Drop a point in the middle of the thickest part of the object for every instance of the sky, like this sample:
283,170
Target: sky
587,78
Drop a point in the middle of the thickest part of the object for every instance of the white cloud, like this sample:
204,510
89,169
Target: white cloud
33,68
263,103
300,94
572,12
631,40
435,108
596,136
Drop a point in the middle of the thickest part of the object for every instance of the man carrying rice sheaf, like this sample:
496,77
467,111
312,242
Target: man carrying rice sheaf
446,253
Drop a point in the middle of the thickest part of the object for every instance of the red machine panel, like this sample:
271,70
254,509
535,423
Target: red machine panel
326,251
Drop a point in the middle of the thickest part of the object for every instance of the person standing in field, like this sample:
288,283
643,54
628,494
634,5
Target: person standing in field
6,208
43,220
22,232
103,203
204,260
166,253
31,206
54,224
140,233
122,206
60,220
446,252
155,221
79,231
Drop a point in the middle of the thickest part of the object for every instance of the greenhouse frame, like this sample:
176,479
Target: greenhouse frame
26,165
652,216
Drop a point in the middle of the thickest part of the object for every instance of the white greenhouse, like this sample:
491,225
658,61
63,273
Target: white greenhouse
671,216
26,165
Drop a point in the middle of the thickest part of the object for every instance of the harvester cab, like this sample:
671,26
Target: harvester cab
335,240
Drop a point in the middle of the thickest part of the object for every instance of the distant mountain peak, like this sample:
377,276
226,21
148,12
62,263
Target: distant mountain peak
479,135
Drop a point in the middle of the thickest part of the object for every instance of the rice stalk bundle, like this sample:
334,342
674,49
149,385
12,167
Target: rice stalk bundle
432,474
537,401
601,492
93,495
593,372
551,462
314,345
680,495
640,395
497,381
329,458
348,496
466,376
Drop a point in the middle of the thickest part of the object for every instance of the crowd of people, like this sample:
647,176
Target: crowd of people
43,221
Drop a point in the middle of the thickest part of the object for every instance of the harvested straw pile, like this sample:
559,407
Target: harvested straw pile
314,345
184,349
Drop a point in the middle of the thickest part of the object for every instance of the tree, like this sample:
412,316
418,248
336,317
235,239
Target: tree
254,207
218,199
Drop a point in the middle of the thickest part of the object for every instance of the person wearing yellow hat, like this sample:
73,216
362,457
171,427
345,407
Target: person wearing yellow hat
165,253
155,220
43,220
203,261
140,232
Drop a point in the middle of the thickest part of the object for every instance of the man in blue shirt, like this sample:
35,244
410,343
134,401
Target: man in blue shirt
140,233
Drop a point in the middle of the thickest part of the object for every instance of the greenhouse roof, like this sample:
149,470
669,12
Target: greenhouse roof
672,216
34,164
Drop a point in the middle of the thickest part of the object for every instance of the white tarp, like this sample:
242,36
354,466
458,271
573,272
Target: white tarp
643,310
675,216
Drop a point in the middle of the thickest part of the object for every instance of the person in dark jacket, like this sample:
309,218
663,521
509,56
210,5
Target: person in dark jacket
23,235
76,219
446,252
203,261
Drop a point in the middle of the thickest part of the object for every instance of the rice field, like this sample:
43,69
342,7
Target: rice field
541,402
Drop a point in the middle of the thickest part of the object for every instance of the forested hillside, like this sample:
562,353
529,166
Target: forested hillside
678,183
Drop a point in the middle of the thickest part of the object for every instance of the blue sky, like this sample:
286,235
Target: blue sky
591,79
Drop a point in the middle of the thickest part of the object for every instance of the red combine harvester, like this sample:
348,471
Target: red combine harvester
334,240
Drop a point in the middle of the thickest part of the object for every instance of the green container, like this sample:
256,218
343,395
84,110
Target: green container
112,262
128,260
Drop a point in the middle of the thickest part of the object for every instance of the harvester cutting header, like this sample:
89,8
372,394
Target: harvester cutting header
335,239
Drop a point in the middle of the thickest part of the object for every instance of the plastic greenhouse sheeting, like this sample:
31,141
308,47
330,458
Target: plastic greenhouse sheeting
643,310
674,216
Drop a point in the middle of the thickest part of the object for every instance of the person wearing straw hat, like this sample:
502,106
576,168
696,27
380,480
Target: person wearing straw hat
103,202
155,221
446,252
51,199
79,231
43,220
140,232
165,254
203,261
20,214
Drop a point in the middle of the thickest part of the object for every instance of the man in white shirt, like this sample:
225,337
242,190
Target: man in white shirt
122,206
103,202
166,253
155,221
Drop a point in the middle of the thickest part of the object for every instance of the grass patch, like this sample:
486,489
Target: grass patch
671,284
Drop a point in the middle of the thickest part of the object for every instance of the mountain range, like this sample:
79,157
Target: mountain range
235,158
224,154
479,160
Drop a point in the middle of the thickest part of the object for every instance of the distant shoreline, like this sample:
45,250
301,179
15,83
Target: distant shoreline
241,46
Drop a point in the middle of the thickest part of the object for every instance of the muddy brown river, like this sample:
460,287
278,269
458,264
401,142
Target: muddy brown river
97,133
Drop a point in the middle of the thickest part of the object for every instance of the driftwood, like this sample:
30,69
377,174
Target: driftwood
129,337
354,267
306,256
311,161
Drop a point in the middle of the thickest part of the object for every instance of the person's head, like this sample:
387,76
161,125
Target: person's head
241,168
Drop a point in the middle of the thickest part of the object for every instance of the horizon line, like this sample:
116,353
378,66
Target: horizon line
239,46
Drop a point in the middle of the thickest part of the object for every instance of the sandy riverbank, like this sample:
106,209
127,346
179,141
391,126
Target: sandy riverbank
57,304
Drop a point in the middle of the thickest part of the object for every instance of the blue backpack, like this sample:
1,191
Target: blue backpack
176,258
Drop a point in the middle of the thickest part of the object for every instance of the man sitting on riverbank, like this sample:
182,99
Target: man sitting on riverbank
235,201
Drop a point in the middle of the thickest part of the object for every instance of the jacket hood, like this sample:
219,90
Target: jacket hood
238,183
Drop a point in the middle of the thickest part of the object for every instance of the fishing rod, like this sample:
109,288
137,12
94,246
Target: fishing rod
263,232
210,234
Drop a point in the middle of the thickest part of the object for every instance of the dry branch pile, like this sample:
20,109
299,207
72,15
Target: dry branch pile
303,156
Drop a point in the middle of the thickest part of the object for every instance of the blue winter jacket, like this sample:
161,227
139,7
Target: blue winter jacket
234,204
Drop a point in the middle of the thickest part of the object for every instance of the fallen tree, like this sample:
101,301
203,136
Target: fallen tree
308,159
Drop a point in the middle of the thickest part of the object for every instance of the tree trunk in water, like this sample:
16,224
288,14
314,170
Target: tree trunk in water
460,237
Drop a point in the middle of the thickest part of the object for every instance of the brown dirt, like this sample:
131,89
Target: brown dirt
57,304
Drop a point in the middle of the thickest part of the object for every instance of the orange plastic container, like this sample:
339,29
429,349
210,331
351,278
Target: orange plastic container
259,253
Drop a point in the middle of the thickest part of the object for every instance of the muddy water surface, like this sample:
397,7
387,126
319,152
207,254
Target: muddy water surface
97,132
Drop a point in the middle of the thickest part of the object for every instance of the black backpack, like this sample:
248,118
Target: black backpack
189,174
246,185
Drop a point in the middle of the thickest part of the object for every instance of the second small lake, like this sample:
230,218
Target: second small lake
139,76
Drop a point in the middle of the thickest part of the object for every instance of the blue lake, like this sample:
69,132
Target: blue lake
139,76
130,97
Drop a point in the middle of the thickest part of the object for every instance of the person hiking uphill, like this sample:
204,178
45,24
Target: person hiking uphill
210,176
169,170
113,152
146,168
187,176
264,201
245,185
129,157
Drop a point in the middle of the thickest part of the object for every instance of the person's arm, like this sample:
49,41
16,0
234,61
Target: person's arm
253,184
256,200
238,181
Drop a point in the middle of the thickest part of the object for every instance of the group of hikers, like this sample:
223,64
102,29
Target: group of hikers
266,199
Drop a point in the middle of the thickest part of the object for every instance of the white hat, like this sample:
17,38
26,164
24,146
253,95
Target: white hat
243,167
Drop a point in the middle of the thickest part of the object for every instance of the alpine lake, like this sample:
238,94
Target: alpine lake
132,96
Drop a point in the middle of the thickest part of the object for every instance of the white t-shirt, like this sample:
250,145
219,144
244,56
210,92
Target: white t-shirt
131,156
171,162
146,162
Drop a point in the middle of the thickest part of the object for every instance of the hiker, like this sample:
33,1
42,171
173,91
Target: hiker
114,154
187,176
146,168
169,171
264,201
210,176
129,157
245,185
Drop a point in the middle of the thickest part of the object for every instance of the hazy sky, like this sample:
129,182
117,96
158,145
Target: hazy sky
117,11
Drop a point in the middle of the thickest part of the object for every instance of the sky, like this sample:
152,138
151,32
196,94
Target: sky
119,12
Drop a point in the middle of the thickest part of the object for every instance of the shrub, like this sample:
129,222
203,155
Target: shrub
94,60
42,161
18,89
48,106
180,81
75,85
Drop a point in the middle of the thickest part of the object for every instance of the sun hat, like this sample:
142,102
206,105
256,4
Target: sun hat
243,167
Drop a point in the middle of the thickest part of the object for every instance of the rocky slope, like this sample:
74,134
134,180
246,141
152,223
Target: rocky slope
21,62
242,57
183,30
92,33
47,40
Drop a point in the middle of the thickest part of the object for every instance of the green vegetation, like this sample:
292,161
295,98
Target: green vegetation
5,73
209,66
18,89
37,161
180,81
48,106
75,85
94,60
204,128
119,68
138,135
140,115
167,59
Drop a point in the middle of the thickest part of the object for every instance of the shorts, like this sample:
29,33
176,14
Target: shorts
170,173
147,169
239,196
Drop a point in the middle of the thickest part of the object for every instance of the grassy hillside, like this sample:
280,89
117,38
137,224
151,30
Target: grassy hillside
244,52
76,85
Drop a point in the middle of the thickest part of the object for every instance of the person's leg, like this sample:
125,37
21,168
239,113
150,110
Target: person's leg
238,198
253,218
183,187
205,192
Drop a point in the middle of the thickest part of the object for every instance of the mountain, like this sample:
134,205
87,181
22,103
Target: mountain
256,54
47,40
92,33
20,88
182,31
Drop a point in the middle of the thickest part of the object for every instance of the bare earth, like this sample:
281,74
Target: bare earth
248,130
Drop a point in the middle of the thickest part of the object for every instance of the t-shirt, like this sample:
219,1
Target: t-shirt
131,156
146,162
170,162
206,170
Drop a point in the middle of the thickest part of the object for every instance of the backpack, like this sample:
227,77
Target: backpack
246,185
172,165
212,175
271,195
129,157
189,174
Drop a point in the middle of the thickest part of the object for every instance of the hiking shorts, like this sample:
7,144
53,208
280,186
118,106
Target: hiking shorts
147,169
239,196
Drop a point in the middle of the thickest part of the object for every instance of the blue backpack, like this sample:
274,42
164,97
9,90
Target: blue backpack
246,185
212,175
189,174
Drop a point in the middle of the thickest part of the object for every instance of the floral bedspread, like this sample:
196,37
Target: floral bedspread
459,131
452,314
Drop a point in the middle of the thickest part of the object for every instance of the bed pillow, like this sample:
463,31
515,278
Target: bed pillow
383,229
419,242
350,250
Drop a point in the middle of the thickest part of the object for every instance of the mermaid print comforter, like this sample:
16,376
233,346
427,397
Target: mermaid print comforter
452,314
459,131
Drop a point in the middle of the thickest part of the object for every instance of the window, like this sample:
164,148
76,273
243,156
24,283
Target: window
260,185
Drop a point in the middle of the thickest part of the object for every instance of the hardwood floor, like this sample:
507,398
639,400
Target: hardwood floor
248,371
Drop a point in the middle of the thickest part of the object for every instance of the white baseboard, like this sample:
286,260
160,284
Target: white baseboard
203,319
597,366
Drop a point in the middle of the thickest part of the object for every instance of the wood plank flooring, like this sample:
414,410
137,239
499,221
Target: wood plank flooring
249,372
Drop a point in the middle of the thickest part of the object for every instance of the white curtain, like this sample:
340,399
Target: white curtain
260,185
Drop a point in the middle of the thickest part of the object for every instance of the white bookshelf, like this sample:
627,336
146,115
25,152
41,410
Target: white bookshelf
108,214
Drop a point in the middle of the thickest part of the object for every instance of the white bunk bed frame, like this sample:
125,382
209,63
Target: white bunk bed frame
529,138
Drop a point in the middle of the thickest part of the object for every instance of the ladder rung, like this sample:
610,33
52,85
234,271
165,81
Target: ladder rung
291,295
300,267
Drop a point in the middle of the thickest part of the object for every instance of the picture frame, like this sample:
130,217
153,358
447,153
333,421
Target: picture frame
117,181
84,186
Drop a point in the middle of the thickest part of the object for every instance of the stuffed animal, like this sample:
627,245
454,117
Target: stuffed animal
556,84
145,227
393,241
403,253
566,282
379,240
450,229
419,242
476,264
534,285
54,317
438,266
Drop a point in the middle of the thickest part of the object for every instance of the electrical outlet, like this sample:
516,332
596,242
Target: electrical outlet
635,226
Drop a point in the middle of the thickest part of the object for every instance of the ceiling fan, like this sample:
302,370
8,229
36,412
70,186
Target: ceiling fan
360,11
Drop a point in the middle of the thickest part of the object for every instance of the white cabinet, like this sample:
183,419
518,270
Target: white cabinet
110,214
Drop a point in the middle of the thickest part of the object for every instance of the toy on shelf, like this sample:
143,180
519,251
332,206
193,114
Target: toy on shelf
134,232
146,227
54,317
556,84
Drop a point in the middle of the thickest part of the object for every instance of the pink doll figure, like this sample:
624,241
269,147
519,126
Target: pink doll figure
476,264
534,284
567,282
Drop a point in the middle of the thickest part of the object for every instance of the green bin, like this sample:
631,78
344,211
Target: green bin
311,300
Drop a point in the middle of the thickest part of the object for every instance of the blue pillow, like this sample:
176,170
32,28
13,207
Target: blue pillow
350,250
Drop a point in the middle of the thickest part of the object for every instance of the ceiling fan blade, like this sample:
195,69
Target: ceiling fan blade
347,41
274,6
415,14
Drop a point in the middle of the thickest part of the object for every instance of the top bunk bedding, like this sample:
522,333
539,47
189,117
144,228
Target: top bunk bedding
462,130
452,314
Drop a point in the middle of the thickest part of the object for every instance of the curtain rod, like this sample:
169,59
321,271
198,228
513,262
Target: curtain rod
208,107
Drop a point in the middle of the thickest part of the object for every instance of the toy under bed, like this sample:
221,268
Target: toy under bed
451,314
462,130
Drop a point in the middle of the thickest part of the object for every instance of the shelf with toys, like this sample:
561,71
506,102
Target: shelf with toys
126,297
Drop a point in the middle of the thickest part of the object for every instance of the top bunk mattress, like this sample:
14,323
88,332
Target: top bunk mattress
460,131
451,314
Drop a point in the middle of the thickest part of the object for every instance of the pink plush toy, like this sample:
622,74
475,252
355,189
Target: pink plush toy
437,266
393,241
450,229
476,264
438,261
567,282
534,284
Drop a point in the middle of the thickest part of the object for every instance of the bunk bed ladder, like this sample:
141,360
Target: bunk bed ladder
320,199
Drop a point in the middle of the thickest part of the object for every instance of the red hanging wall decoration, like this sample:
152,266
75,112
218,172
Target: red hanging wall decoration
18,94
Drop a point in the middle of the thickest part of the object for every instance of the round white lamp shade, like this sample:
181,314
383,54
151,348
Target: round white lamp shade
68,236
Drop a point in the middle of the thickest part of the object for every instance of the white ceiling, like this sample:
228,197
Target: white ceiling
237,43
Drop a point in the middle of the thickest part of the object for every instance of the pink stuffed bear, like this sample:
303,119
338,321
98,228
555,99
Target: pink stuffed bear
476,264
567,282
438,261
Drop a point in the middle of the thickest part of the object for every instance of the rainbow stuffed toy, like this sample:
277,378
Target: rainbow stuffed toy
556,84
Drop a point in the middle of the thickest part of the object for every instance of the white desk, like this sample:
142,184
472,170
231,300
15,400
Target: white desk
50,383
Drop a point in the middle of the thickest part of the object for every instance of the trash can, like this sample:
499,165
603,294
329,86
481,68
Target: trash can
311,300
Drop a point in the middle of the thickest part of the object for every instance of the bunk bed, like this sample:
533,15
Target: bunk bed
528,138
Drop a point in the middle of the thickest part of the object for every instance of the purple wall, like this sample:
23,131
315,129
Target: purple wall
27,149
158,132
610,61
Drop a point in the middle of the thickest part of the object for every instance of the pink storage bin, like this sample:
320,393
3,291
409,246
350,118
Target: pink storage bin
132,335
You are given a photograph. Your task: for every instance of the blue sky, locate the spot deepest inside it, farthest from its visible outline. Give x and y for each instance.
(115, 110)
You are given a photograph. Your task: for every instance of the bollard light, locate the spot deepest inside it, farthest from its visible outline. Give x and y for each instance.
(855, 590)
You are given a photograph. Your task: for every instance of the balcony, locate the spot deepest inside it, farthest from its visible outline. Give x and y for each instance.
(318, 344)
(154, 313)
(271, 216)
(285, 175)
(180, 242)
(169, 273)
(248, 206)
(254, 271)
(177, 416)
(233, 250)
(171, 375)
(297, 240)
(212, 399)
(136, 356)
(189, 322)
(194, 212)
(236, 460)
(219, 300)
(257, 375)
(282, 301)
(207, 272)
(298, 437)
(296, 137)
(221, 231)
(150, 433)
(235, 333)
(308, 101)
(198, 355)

What you will do: The lines above, starting at the one with "of the fishing" and ending at the one with "the dry branch", are the only ones to return, exactly as written.

Your solution:
Drop a point in the middle of the thickest part of the object for every instance of the fishing rod, like this sample:
109,288
137,12
94,246
Target: fishing rod
263,232
210,234
Drop a point in the middle of the thickest part of the object for every instance of the dry branch pile, like this sample:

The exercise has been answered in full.